> Excerpted text:
--- BEGIN ---
Weekly Corn Market Update 11/18/22

December 2022 (Dec22) corn futures (the benchmark for 2022 corn production) finished the week higher by 9.75-cents (~1.48%), settling at $6.6775/bushel. This week's price action occurred in a 23.75-cent (~3.61%) range. All of this week's trading took place within the unremarkable band we published last week.

Our corn demand index (CDI) underperformed Dec22 corn futures this week - falling ~3.00%. Dec22 corn futures returned to a significant premium over the CDI. The war in Ukraine, executive branch policy, tensions with China, Federal Reserve interest rate policy, and the strong Dollar remain concerns. Recent price action in the Dollar continues to alleviate some of that latter concern.

This week, Dec22 corn futures were supported by and remain above the long-term trendline connecting the lows of 03/31/21 and 09/10/21. However, this week they again settled below a shorter-term trendline connecting the 07/22/22 and 08/18/22 lows and another shorter-term trendline connecting the 09/01/22 and 09/28/22 lows. We see support below the market at around $6.58, $6.47, $6.30, $5.99, and $5.80/bushel, with significant long-term support between $5.26 and $5.35 per bushel. We see resistance above the market around $6.88, $6.99, $7.04, $7.14, $7.27, $7.37, $7.57, and $7.66/bushel. Daily and weekly momentum indicators settled in neutral territory this week. Daily Bollinger Band Bandwidth widened slightly this week. Carry spreads from Dec22 to Mar23, May23, and Jul23 softened considerably this week, with Jul23 now trading at a significant inversion.
--- END ---
> Written request 1: Gather every line of the listing below that contains the string "field" and copy each one.

> Dataset rows:
--- BEGIN ---
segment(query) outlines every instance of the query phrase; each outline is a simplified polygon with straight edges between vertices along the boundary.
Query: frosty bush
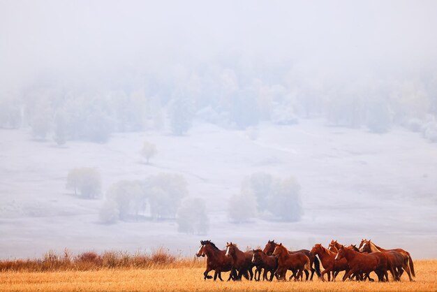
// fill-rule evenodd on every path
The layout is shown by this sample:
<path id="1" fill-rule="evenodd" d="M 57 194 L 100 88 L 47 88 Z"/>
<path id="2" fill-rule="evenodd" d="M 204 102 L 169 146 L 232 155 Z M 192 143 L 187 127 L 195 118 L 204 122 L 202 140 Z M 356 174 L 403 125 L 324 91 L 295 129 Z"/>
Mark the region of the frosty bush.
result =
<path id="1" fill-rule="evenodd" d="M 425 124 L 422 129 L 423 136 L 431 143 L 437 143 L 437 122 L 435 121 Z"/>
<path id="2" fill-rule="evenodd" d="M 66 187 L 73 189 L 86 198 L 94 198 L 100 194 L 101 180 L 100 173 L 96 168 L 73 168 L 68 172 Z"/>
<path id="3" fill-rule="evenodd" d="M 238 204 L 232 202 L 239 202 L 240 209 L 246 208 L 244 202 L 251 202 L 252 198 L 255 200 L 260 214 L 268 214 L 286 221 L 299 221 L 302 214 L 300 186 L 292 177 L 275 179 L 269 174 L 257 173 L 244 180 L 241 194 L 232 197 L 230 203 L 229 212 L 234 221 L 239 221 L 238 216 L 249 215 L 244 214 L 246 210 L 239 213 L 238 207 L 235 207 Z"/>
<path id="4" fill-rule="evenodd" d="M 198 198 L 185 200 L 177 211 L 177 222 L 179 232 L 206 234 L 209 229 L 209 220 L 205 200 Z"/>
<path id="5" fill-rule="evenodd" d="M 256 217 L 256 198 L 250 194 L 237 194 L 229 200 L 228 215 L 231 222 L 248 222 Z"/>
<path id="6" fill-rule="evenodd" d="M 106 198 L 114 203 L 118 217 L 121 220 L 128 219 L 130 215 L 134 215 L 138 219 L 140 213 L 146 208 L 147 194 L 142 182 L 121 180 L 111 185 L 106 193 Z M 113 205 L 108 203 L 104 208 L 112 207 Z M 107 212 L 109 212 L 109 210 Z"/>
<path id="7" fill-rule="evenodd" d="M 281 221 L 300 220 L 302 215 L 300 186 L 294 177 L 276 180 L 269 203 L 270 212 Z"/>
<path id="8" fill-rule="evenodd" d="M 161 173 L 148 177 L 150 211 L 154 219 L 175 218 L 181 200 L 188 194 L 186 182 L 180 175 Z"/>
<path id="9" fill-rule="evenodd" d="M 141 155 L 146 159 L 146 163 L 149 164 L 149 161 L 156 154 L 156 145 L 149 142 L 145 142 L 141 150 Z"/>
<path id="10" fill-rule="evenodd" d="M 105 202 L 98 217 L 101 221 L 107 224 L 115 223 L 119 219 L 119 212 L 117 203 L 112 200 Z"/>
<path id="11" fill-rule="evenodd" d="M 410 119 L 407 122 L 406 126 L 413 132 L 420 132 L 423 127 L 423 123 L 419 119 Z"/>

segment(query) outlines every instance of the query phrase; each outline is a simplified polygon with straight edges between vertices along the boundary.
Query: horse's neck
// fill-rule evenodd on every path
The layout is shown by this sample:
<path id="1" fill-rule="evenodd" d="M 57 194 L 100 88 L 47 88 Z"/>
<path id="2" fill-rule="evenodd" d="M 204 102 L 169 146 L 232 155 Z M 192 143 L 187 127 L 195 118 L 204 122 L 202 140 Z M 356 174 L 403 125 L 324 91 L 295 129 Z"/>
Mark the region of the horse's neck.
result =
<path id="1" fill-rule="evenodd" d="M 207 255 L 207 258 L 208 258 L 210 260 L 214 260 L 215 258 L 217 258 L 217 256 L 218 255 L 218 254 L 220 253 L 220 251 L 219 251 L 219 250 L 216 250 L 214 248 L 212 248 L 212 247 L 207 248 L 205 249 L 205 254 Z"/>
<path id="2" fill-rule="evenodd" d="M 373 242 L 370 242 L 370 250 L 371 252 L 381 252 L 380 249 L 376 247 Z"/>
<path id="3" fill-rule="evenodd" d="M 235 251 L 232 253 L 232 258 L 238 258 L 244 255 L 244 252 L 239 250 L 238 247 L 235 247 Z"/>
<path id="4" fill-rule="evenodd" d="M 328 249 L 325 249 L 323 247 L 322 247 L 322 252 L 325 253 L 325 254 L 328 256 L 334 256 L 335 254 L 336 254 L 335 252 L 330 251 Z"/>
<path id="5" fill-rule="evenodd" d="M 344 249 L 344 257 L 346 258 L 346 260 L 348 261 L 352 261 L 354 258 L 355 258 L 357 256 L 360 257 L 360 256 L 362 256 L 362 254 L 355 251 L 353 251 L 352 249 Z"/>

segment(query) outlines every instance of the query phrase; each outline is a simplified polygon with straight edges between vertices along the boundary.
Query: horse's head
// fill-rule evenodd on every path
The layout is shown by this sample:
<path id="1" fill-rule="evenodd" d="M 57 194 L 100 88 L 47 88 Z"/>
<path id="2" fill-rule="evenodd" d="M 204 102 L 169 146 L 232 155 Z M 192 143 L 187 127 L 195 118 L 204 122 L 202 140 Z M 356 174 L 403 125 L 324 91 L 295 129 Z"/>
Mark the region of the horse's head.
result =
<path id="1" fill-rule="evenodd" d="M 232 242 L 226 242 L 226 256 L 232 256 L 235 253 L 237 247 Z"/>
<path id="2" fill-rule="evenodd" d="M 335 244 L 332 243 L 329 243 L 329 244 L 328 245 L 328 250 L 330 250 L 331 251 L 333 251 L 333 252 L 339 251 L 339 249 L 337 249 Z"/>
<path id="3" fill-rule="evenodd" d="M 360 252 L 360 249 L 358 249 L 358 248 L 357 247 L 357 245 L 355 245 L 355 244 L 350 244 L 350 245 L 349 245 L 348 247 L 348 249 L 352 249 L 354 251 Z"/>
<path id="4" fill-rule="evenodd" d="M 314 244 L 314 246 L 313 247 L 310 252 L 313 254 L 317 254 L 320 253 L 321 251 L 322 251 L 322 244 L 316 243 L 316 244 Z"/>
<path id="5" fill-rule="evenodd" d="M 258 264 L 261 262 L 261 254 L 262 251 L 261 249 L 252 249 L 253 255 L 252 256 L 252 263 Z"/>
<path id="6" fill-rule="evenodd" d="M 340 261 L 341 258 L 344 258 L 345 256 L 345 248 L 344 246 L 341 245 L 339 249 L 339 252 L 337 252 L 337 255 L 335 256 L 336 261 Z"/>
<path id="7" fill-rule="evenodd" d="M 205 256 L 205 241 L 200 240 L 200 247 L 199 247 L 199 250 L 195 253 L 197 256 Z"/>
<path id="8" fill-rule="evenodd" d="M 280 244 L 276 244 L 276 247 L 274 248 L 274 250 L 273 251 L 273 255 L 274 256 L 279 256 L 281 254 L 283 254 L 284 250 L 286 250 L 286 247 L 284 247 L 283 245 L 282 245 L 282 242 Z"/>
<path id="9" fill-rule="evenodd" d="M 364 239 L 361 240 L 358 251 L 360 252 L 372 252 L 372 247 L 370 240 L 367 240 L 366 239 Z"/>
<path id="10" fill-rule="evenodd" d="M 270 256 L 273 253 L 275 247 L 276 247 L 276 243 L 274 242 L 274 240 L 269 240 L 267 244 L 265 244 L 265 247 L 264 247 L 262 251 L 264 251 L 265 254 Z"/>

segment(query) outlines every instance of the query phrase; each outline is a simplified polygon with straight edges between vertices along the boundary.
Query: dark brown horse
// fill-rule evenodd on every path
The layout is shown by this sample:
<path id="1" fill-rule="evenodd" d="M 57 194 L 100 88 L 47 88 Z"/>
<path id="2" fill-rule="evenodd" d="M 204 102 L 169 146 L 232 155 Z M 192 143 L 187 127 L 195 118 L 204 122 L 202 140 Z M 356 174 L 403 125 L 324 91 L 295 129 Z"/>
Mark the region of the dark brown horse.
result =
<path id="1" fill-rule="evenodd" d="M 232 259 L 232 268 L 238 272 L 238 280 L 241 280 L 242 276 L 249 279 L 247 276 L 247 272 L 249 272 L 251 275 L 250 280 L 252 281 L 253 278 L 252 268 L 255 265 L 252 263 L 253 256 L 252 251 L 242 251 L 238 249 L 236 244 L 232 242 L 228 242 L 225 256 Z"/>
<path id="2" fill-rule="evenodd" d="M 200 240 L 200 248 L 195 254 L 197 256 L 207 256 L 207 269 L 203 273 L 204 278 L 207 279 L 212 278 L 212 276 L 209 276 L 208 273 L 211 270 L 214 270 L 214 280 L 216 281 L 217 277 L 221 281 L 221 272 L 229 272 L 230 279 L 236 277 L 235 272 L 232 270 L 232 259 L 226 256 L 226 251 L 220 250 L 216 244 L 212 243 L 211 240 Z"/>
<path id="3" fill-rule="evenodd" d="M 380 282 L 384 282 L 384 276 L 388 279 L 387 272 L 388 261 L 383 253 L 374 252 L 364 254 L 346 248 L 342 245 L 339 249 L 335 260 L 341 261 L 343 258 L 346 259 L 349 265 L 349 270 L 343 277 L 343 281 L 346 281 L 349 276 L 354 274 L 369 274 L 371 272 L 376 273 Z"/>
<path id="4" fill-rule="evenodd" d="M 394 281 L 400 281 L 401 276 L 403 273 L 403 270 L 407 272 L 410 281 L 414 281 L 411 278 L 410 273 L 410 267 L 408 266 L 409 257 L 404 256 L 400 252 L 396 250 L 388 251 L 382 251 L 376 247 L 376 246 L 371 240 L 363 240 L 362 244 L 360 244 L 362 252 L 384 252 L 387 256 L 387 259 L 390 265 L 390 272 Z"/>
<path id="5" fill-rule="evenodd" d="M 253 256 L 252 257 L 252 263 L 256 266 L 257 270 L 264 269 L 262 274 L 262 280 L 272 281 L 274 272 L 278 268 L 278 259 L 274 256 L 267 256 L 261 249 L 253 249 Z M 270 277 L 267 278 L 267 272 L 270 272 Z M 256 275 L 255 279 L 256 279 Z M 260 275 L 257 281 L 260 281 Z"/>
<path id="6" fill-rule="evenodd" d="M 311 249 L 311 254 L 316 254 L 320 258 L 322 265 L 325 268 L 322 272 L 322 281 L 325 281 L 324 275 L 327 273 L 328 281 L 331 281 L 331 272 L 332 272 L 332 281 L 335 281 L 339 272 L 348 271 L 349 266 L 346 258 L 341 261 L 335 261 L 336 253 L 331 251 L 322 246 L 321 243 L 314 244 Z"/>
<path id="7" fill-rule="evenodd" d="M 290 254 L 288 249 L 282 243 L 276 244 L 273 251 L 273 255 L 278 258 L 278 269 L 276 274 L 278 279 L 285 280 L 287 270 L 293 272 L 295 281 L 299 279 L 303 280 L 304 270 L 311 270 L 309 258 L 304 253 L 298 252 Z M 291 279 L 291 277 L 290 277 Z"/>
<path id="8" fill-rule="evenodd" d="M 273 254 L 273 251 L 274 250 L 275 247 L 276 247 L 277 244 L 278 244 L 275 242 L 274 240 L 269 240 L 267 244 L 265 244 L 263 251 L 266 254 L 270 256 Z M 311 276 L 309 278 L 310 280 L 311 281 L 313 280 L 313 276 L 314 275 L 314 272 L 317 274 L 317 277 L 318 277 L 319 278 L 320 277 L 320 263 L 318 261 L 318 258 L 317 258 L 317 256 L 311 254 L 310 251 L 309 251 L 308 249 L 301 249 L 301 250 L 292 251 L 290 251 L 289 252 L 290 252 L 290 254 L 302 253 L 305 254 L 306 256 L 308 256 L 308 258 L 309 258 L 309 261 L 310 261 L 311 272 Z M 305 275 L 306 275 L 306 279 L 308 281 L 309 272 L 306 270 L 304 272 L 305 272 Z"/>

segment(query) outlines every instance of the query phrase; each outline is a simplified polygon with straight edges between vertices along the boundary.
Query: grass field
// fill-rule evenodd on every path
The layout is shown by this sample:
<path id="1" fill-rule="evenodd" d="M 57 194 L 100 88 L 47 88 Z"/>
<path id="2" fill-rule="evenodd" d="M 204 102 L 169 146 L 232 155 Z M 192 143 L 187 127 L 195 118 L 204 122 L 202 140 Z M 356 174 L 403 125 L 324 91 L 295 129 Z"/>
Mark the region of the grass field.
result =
--- END ---
> Written request 2: From the corn market update, write out the passage starting at "Weekly Corn Market" and ending at "we published last week.", copying it word for word.

> Expected output 1:
Query: grass field
Mark the region of the grass field.

> Expected output 2:
Weekly Corn Market Update 11/18/22

December 2022 (Dec22) corn futures (the benchmark for 2022 corn production) finished the week higher by 9.75-cents (~1.48%), settling at $6.6775/bushel. This week's price action occurred in a 23.75-cent (~3.61%) range. All of this week's trading took place within the unremarkable band we published last week.